Re: Buffers from parallel workers not accumulated to upper nodes with gather merge - Mailing list pgsql-bugs

From Jehan-Guillaume de Rorthais
Subject Re: Buffers from parallel workers not accumulated to upper nodes with gather merge
Date
Msg-id 20200721173457.6e869d46@firost
Whole thread Raw
In response to Re: Buffers from parallel workers not accumulated to upper nodes with gather merge  (Amit Kapila <amit.kapila16@gmail.com>)
Responses Re: Buffers from parallel workers not accumulated to upper nodes with gather merge
Re: Buffers from parallel workers not accumulated to upper nodes with gather merge
List pgsql-bugs
On Mon, 20 Jul 2020 15:29:00 +0530
Amit Kapila <amit.kapila16@gmail.com> wrote:

> On Mon, Jul 20, 2020 at 1:29 PM Jehan-Guillaume de Rorthais
> <jgdr@dalibo.com> wrote:
> >
> > On Mon, 20 Jul 2020 11:30:34 +0530
> > Amit Kapila <amit.kapila16@gmail.com> wrote:
> >
> > > On Sat, Jul 18, 2020 at 7:32 PM Jehan-Guillaume de Rorthais
> > > <jgdr@dalibo.com> wrote:
> > [...]
> > > > The Merge node works correctly because it calls
> > > > ExecShutdownGatherWorkers as soon as the workers are exhausted from
> > > > gather_readnext. Because of this, buffers from workers are already
> > > > accounted and propagated to upper nodes before the recursive call of
> > > > ExecShutdownNode on each nodes. There's no similar call to
> > > > ExecShutdownGatherMergeWorkers for Gather Merge. Adding a call to
> > > > ExecShutdownGatherMergeWorkers in gather_merge_getnext when workers are
> > > > exhausted seems to fix the issue, but I feel like this is the wrong
> > > > place to fix this issue.

• • • • •

● **Stated problem 1**: In the mailing list message, what call added in gather_merge_getnext when workers are exhausted appears to fix the issue?
● **Stated problem 2**: Extend the mailing list message, starting after its last sentence.
The listing comes from a source other than the mailing list message.

Image annotation data:
• • • • •

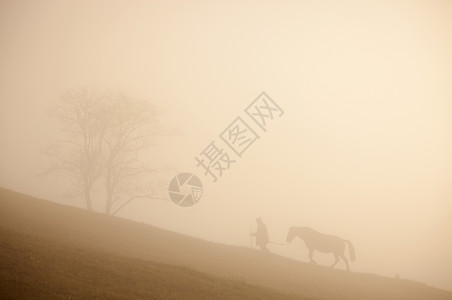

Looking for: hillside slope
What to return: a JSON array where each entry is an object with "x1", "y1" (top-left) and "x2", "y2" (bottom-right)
[{"x1": 0, "y1": 190, "x2": 452, "y2": 299}]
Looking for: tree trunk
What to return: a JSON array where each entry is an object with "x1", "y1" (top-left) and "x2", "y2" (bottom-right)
[{"x1": 85, "y1": 187, "x2": 93, "y2": 210}]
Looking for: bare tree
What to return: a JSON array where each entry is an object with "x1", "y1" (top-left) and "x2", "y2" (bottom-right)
[
  {"x1": 46, "y1": 89, "x2": 161, "y2": 215},
  {"x1": 45, "y1": 89, "x2": 106, "y2": 210}
]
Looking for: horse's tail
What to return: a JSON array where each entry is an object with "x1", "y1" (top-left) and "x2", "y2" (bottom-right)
[{"x1": 344, "y1": 240, "x2": 355, "y2": 261}]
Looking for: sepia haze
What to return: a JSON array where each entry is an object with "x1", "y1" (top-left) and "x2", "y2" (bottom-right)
[{"x1": 0, "y1": 1, "x2": 452, "y2": 290}]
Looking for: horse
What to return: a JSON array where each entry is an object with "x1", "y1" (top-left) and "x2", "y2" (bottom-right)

• • • • •

● **Written reply 1**: A call to ExecShutdownGatherMergeWorkers.

● **Written reply 2**:
> > >
> > > Why do you think so?
> >
> > Because the fix seemed too specific to the Gather Merge node alone. This bug
> > might exist for some other nodes (I didn't look for them) and the trap will
> > stay for futur ones.
> >
> > The fix in ExecShutdownNode recursion have a broader impact on all present
> > and futur nodes.
> >
> > > I think irrespective of whether we want to call
> > > ExecShutdownGatherMergeWorkers in gather_merge_getnext (when we know
> > > we are done aka binaryheap_empty) to fix this particular issue, it is
> > > better to shutdown the workers as soon as we are done similar to what
> > > we do for Gather node.  It is good to release resources as soon as we
> > > can.
> >
> > Indeed. I was focusing on the bug and I didn't thought about that. The
> > patch I test was really just a quick test. I'll have a closer look at this,
> > but I suppose this might be considered as a separate commit?
> >
> 
> Good Question.  Initially, I thought we will have it in a same commit,
> but now on again thinking about it, we might want to keep this one for
> the HEAD only and ExecShutdownNode related change in the back-branches.

OK.

I'll send a patch proposal for Gather Merge on HEAD tomorrow.

> BTW, can you please test if the problem exist in back-branches, and does
> your change fix it there as well?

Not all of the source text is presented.